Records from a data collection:
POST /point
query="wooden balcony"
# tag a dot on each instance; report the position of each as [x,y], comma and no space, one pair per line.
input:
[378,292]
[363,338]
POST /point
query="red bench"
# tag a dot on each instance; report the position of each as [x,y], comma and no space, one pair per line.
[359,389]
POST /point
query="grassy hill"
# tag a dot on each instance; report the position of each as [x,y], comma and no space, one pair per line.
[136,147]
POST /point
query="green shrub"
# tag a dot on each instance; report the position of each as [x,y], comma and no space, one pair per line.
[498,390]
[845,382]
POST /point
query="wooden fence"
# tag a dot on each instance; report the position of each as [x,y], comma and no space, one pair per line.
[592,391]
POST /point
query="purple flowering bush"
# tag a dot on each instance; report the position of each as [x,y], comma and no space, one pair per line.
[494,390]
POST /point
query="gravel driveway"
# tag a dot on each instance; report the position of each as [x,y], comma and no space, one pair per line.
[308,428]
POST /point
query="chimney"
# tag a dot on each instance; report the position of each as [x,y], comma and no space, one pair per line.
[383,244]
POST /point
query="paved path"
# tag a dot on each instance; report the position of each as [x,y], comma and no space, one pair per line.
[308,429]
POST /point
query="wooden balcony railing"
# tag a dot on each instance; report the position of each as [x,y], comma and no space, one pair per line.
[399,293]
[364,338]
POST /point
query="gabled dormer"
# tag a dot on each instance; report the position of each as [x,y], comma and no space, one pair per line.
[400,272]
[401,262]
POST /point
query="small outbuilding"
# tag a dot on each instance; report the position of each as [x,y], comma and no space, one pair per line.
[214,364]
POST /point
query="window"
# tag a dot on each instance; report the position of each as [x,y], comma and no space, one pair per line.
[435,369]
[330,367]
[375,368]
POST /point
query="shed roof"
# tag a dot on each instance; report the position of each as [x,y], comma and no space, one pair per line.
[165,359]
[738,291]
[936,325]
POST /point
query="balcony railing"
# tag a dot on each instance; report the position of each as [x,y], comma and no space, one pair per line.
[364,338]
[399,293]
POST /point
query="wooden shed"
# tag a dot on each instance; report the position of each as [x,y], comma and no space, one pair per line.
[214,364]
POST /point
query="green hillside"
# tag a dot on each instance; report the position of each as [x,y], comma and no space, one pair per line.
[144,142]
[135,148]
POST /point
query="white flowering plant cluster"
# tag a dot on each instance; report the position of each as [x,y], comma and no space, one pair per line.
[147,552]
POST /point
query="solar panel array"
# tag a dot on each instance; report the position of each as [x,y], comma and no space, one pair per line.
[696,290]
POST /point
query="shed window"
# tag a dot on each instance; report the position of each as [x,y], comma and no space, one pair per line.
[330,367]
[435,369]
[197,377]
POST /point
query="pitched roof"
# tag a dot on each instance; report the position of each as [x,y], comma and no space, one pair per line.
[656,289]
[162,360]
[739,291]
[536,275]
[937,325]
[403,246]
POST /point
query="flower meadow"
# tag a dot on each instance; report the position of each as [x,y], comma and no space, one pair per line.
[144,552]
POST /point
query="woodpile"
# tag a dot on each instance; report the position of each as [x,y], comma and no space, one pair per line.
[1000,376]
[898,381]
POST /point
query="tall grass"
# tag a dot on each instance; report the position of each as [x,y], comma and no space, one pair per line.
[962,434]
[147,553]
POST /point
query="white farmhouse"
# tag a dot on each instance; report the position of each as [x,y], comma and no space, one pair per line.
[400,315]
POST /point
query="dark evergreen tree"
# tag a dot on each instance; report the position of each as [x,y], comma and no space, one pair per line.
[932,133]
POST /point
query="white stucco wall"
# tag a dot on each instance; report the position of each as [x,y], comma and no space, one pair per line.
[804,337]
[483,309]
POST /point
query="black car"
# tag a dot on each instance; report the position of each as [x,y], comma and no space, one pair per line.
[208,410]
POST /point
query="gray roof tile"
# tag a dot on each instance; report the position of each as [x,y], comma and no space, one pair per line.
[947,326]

**Aim of the task**
All records above must be set down exactly, please.

**Written solution**
POST /point
query="wooden balcony"
# tag a dot on each instance; report the position of each as [x,y], comma and no space, one pair per line.
input:
[378,292]
[363,338]
POST /point
query="red bench"
# tag a dot on each instance; report the position of each as [x,y], comma and no space, one pair per line.
[359,389]
POST /point
query="grassy hill"
# tag a dot on each instance; report the position of each as [x,y], comma and no space, one pair per line.
[136,147]
POST /point
query="green shrub"
# tag a dot on each instance; report the position of each as [x,y], comma and no space, one pair per line.
[498,390]
[845,382]
POST /point
query="wooden fence"
# tag a dot on each instance; report the position of each as [x,y], comma and no space, one pair per line.
[592,391]
POST /point
query="purple flowering bush"
# tag a dot on each instance; report the position of each as [x,y], comma and no space, one pair per line.
[494,390]
POST /point
query="gravel driveway"
# tag a dot on each instance; report the position of each as [x,y], comma and no space, one pair per line.
[308,428]
POST /point
query="chimney"
# tag a dot on each instance; report the position of each as [x,y], comma and no space, one pair per line.
[383,244]
POST /point
query="paved path"
# tag a dot on each instance; report the position of each as [x,y], comma and no space, one pair per line.
[308,429]
POST /point
query="wooden balcony railing"
# tag a dot on each instance; report the position of each as [x,y], comma and no space, one pair per line.
[399,293]
[364,338]
POST /point
query="gabled dormer"
# tag a dot on each instance; report the position of each as [x,y], comma and no space, one pair per line.
[400,272]
[401,262]
POST /point
query="small outbuilding"
# tag a dot on each instance; report the position of each as [x,y], comma and no space, one pair per line.
[214,364]
POST /point
query="window"
# tag a dot on each instance; report the position of each as [x,y], comma and no space, one pair per line.
[435,369]
[330,367]
[375,368]
POST /point
query="shed roof"
# tag a dot on each instance; report the position of each as [x,y], comma and no space, one pair per line.
[165,359]
[738,291]
[936,325]
POST /point
query="balcony railing"
# tag a dot on each instance; report the position of each as [x,y], comma and no space, one pair per line.
[364,338]
[399,293]
POST /point
query="wooden shed"
# tag a dot on each instance; report the position of each as [x,y], comma and no space, one pair per line.
[214,364]
POST /point
query="green hillside"
# tag a dot on each instance; report the position of each as [x,y], comma and no space, one pair per line.
[144,142]
[135,148]
POST /point
query="white flowering plant cluster"
# tag a dot on each instance; report the position of each as [x,y], comma and no space, one pair per line.
[147,552]
POST /point
query="solar panel array"
# tag a dot on each instance; report the position of each as [x,y], comma and no space, one pair per line.
[696,290]
POST /point
query="shed window"
# tag a dot on each instance; report the position of each as [x,y], comma and no space, one pair per line.
[330,367]
[435,369]
[197,377]
POST /point
query="pitched roof"
# tag a dot on each instance; report the position of each as [x,y], comma and no space, one pair per line.
[656,289]
[162,360]
[739,291]
[536,275]
[937,325]
[403,246]
POST /point
query="flower meadow"
# tag a dot on each instance; report the position of each as [x,y], comma and no space, one pair per line.
[144,552]
POST /point
query="woodpile"
# tag a dot on each instance; report the position of each as [x,y], comma and no space, one pair per line.
[1000,376]
[898,381]
POST /point
query="tall grass"
# tag a dot on each instance; report the position of each as [x,y], comma and no space, one pair per line.
[962,434]
[147,553]
POST /point
query="white farmhouse"
# tag a dot on each instance; report the position of each as [x,y], comma and no space, one pair per line.
[400,315]
POST /point
query="dark evergreen tree"
# tag a dot on each instance; report the position of each as [x,y], comma and no space, one pair per line.
[932,133]
POST /point
query="white stucco wall"
# tag a dot on each instance; report the position of each as [x,y], comma and no space, one pair per line.
[804,337]
[483,309]
POST /point
query="black car"
# tag a dot on each instance; report the position of each as [x,y], comma and no space, one pair per line.
[208,410]
POST /point
query="gray roof tile"
# tag a dot on each instance; report the position of each as [x,y], comma and no space, one pair per line.
[947,326]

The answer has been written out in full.